▸ **ABOUT THIS TASK**: Return each line of the data below unchanged, please.
Start of DATA FOR ANALYSIS
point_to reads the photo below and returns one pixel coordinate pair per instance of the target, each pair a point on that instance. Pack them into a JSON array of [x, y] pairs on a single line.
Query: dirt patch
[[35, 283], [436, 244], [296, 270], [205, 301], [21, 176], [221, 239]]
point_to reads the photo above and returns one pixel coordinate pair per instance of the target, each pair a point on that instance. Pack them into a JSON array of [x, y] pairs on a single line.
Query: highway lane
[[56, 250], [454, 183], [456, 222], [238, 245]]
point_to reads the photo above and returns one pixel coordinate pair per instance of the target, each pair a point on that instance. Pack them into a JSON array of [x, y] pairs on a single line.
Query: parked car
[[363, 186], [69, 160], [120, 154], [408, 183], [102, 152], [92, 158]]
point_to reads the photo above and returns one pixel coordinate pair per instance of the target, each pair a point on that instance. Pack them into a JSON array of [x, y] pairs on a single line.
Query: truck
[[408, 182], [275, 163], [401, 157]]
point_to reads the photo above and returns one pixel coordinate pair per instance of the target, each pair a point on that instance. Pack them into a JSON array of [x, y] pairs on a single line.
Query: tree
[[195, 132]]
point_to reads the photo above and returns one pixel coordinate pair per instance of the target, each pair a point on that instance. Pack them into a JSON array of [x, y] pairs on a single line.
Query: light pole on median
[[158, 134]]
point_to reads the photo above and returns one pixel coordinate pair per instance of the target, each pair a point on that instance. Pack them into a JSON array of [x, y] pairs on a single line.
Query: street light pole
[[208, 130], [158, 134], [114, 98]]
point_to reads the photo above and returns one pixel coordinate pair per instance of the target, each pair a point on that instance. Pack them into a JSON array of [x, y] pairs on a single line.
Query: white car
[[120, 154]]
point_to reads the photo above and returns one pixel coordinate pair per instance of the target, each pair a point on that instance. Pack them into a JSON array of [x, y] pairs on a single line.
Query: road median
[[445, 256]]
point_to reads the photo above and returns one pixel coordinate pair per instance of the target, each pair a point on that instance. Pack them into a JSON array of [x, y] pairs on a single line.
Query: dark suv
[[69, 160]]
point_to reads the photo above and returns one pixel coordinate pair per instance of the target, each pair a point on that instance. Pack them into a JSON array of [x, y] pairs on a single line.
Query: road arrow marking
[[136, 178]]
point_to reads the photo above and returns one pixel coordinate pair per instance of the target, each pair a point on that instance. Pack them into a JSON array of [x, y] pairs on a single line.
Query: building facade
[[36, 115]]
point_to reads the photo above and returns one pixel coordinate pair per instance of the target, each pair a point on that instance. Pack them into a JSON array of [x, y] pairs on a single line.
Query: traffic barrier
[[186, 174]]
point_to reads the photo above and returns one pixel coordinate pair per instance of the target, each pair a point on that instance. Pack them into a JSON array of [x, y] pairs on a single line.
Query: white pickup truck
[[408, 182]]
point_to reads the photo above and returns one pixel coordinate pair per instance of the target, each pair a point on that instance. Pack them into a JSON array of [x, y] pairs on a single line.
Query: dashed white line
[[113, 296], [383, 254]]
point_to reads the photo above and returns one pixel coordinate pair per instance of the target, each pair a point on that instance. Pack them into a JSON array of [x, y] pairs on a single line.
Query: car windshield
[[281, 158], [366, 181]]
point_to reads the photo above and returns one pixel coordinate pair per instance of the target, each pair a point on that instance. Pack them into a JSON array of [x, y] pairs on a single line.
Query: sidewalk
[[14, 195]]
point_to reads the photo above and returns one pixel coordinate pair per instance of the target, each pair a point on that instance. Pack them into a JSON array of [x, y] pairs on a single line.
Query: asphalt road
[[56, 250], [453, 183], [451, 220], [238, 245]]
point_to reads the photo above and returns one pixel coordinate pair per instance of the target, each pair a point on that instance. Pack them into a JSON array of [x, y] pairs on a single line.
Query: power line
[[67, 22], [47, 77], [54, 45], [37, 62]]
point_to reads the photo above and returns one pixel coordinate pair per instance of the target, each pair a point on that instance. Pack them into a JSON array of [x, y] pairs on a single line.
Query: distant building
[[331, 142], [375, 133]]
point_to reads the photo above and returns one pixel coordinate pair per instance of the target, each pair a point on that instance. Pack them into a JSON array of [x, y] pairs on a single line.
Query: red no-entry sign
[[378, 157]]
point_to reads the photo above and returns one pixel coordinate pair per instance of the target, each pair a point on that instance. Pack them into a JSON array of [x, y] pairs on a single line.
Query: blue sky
End of DATA FOR ANALYSIS
▸ **SOLUTION TO THIS PROBLEM**:
point_to reads the photo below and returns one pixel coordinate pair per instance of the target, each pair a point on that instance. Pack them into a JSON array of [x, y] pairs on a single line.
Query: dirt patch
[[35, 283], [436, 244], [296, 270], [205, 301], [21, 176], [221, 239]]
point_to reads the photo above and returns one pixel coordinate pair per instance of the target, each pair a point on that instance. Pack them into a JSON array of [x, y] pairs on a single line.
Query: highway lane
[[56, 250], [454, 183], [456, 222], [238, 245]]
point_to reads the photo above and returns one pixel coordinate pair per instance of the target, each pair a point on that instance. Pack them into a JSON array of [x, y] pairs on a single line.
Query: parked car
[[363, 186], [69, 160], [120, 154], [408, 183], [102, 152], [92, 158]]
point_to reads the photo above and returns one pixel coordinate pair per instance of the target, each pair a point on that instance. Pack them into a JSON array of [x, y] pairs on a single line.
Query: truck
[[408, 182], [275, 163], [401, 157]]
point_to reads the photo above and returns one pixel coordinate pair per instance of the target, each pair a point on that instance. Pack them into a JSON array of [x, y] pairs on a single line.
Query: tree
[[195, 132]]
point_to reads the photo above and returns one pixel coordinate pair per instance of the target, each pair a point on that instance. Pack them into a JSON array of [x, y] pairs on a single line.
Query: light pole on median
[[158, 134]]
point_to reads the photo above and returns one pixel coordinate pair per instance of the target, each pair a point on that instance. Pack them into a JSON array of [x, y] pairs on a single line.
Query: street light pole
[[208, 130], [158, 134], [114, 98]]
point_to reads the photo above and returns one pixel coordinate pair per instance of the target, each pair a point on that instance. Pack them into a JSON array of [x, y] pairs on a single line.
Query: white car
[[120, 154]]
point_to reads the photo above and returns one pixel coordinate pair per instance of the target, each pair a point on that instance. Pack them into a JSON array of [x, y] pairs on a single line.
Query: road median
[[445, 256]]
point_to reads the photo above and returns one pixel coordinate pair per instance of the target, each pair a point on that instance. Pack them into a JSON array of [x, y] pairs on a single line.
Query: dark suv
[[69, 160]]
point_to reads the photo above and returns one pixel coordinate pair per instance of the target, each pair a point on that instance. Pack them into a JSON array of [x, y] pairs on a single line.
Query: road arrow marking
[[136, 178]]
point_to reads the photo above and returns one pixel coordinate pair per instance of the target, each pair a point on that instance. Pack them into a JSON array of [x, y] pairs on a single line.
Query: building facade
[[36, 115]]
point_to reads the photo above and returns one pixel coordinate pair per instance of the target, each pair a point on that instance. Pack them into a JSON array of [x, y] pairs on a single line.
Query: traffic barrier
[[186, 174]]
point_to reads the photo above and returns one pixel coordinate pair per instance of the target, each pair a point on that instance. Pack them into a JSON array of [x, y] pairs on a single line.
Query: white pickup truck
[[408, 182]]
point_to reads the photo above and returns one pixel coordinate pair per instance of the target, each pair a point on that instance. Pack them into a JSON array of [x, y] pairs on a single line.
Query: dashed white line
[[113, 296], [383, 254]]
point_to reads the photo above and returns one pixel coordinate pair per instance of the target, each pair a point on that instance. Pack them into a JSON array of [x, y] pairs on a single line.
Query: car windshield
[[281, 158], [366, 181]]
point_to reads the photo above and returns one pixel coordinate pair per instance of the target, each pair a point on that instance. Pack them into a JSON array of [x, y] pairs on a single line.
Query: sidewalk
[[14, 195]]
point_to reads the photo above and returns one pixel coordinate pair per instance of the target, each pair a point on that instance. Pack them into a JSON array of [x, y] pairs on a single line.
Query: asphalt road
[[56, 250], [453, 183], [451, 220], [238, 245]]
point_to reads the photo above and returns one pixel coordinate pair per instance of the target, each pair a point on that instance. Pack them into a JSON array of [x, y] pairs on a single line.
Query: power line
[[67, 22], [47, 77], [54, 45], [37, 62]]
point_to reads the photo above and returns one pixel coordinate pair per instance of the target, each pair a point on that instance. Pack them into a JSON array of [x, y] pairs on a single line.
Query: distant building
[[331, 142], [375, 133]]
point_to reads the photo above and returns one pixel coordinate pair per instance of the target, each pair a point on that instance. Pack them into a JSON array of [x, y] pairs on a single line.
Query: red no-entry sign
[[378, 157]]
point_to reads the photo above and returns one pixel coordinate pair per instance of the target, each pair a point on that instance. Pack them into a JSON array of [x, y] pairs on a single line.
Query: blue sky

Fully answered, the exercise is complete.